Required work -
Every line below between the line holding "Report one point per instance of the ribbon tail" and the line holding "[[327, 49]]", inclusive, should be repeated exactly, and all other lines omitted.

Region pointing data
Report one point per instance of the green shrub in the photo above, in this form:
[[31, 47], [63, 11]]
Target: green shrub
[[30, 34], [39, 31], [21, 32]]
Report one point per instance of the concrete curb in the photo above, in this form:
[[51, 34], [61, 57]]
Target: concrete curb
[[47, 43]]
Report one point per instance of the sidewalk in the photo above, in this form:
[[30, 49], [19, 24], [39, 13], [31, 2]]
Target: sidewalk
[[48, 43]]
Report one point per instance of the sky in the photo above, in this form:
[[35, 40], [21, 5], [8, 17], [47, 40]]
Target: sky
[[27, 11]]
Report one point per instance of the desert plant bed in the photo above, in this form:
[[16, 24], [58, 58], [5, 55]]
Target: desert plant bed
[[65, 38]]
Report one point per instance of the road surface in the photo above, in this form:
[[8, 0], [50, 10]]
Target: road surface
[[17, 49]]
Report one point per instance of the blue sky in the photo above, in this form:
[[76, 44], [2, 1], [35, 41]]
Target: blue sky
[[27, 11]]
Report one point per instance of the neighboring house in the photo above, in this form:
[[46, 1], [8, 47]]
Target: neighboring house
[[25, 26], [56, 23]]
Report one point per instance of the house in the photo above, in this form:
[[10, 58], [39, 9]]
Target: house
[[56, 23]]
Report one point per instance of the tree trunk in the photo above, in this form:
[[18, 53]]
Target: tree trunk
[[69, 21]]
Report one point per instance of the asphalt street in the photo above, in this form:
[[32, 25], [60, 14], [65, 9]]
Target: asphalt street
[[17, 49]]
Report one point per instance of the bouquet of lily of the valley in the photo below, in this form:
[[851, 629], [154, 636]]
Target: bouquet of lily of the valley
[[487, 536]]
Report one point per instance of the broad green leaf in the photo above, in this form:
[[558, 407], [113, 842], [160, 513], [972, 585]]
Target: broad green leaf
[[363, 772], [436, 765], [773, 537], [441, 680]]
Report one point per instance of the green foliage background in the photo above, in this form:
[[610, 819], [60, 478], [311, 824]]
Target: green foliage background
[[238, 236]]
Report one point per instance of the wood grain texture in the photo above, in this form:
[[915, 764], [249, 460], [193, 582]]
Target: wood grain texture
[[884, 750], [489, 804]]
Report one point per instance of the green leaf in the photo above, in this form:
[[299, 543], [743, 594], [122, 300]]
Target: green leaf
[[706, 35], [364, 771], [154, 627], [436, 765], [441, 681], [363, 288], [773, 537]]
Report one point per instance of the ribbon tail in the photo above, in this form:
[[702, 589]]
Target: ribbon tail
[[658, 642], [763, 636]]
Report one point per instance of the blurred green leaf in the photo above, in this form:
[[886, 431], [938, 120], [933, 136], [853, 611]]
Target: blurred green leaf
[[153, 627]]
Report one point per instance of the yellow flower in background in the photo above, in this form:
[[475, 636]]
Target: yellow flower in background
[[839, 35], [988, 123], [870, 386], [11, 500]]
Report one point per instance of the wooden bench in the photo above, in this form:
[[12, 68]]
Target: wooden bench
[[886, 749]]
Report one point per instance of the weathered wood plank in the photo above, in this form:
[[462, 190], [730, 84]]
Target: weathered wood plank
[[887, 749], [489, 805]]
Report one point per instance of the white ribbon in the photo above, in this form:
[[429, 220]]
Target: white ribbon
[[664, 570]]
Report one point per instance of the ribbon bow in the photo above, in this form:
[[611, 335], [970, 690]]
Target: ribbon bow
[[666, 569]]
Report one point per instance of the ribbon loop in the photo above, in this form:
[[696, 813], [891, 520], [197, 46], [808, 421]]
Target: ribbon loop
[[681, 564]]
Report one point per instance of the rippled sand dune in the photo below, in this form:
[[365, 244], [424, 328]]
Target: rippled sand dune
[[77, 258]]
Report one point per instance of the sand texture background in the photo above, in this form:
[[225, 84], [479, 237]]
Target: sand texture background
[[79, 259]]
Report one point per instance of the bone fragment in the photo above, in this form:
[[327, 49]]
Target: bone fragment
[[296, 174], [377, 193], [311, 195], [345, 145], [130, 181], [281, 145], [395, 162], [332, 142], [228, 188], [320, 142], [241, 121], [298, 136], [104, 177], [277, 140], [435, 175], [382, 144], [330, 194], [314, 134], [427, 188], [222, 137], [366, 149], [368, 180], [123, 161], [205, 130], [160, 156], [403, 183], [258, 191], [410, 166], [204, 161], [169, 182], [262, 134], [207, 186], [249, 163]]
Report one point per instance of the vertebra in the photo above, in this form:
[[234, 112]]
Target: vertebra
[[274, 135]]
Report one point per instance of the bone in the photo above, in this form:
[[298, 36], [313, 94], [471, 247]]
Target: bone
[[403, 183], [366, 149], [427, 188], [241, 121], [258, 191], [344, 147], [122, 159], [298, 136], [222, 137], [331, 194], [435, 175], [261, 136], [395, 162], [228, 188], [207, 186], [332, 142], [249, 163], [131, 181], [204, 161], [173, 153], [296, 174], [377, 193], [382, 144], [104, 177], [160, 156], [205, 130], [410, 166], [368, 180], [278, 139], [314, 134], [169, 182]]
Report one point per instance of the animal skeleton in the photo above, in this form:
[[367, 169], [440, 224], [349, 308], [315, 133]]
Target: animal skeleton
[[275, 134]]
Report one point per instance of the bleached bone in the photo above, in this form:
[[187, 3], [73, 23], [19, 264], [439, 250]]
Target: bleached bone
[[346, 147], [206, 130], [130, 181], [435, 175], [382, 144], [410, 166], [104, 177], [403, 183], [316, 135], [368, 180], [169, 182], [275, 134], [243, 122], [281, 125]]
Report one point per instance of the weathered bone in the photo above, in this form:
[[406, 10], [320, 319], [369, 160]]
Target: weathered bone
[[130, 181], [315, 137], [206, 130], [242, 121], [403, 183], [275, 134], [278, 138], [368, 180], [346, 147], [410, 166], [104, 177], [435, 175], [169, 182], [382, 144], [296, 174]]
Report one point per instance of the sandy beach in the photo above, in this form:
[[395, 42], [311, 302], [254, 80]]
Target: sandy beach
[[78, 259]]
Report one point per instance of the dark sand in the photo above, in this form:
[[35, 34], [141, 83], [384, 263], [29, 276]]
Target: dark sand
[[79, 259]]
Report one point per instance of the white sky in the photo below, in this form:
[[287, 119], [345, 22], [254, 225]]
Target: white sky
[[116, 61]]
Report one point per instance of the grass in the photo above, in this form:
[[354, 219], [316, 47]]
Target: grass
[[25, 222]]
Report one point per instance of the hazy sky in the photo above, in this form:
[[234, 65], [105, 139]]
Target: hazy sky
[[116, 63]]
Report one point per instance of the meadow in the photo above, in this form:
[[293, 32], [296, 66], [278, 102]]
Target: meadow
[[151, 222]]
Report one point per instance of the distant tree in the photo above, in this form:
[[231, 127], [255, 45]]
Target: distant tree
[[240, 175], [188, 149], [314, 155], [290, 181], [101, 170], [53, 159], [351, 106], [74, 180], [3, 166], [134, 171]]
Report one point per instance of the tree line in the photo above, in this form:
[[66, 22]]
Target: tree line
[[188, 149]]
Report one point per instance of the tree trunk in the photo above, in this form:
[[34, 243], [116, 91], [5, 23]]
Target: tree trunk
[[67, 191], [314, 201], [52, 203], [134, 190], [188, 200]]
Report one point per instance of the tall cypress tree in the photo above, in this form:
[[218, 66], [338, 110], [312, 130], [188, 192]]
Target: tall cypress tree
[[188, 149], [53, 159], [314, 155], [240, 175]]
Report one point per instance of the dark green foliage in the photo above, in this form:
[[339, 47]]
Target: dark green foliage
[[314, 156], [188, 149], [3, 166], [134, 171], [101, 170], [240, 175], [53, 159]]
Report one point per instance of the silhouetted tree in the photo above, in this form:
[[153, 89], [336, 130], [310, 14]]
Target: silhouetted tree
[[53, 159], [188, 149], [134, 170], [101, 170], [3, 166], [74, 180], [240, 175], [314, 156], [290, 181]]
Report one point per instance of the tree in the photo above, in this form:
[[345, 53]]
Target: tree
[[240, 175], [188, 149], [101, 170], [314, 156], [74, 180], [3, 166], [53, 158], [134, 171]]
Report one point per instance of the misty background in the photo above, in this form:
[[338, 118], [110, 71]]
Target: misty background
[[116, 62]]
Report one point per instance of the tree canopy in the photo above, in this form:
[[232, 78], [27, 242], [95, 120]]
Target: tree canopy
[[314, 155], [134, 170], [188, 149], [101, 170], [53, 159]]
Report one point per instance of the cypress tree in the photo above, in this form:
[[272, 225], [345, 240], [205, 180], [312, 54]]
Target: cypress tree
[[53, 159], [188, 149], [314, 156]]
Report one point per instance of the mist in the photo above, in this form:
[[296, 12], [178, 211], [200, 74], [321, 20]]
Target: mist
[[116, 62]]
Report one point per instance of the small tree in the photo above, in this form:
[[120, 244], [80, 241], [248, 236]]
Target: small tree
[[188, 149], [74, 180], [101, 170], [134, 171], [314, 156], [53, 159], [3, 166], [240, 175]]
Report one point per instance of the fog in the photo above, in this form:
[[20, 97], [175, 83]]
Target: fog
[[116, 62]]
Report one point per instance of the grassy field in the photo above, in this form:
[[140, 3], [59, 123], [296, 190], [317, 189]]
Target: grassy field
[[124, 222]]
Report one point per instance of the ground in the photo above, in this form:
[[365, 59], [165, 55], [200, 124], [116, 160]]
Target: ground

Expected answer -
Report one point per instance of the ribbon tail in the photo above, in this form:
[[702, 589]]
Target: ribbon tail
[[658, 642], [763, 636]]
Report one point per instance of the blurred green leaf in the photo above, in this form:
[[886, 431], [938, 120], [933, 136], [853, 611]]
Target: blurred green leaf
[[153, 627]]
Report one point per instance of the yellow flower in background in the photo above, in this form:
[[475, 636]]
Target: yellow flower in background
[[839, 35], [988, 123], [870, 386], [11, 500]]
Report one point per instance of the wooden bench in the photo above, in this form:
[[12, 68]]
Target: wooden bench
[[886, 749]]
Report one point per instance of the weathered wood plank in the photo above, in this form:
[[462, 190], [730, 84]]
Target: weathered wood plank
[[887, 749], [489, 805]]
Report one point per instance of the white ribbon in the photo above, in this form:
[[429, 220]]
Target: white ribbon
[[664, 570]]
Report one point per instance of the ribbon bow in the photo above, in this form:
[[611, 335], [970, 690]]
Target: ribbon bow
[[666, 569]]
Report one point per instance of the ribbon loop in the photo above, in this form:
[[696, 813], [891, 520], [197, 46], [808, 421]]
Target: ribbon loop
[[681, 564]]
Report one point per instance of the rippled sand dune in the photo below, in this form:
[[365, 244], [424, 328]]
Target: rippled sand dune
[[77, 258]]
Report one point per instance of the sand texture background in the photo above, in this form:
[[225, 84], [479, 237]]
Target: sand texture background
[[79, 259]]
Report one point per instance of the bone fragment in the photo above, in this form:
[[327, 49]]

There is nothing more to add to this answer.